(Short problem):
Reproduce the data below line for line, with no changes of any kind.

(Supplied material):
-*-*-
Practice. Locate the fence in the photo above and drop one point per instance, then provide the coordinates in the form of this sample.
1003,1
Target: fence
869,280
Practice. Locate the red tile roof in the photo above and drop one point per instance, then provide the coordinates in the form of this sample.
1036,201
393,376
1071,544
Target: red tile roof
-*-*-
(Output for this exercise):
Practice. Locate the fence in the photo above and drop one point per instance, then provide the coordinates in the form of this sample.
1003,1
Target: fence
869,280
Practice. Locate the red tile roof in the photo above and drop one point per instance, then provide the coordinates in the form of this sample.
1036,201
393,376
1071,544
Target: red tile roof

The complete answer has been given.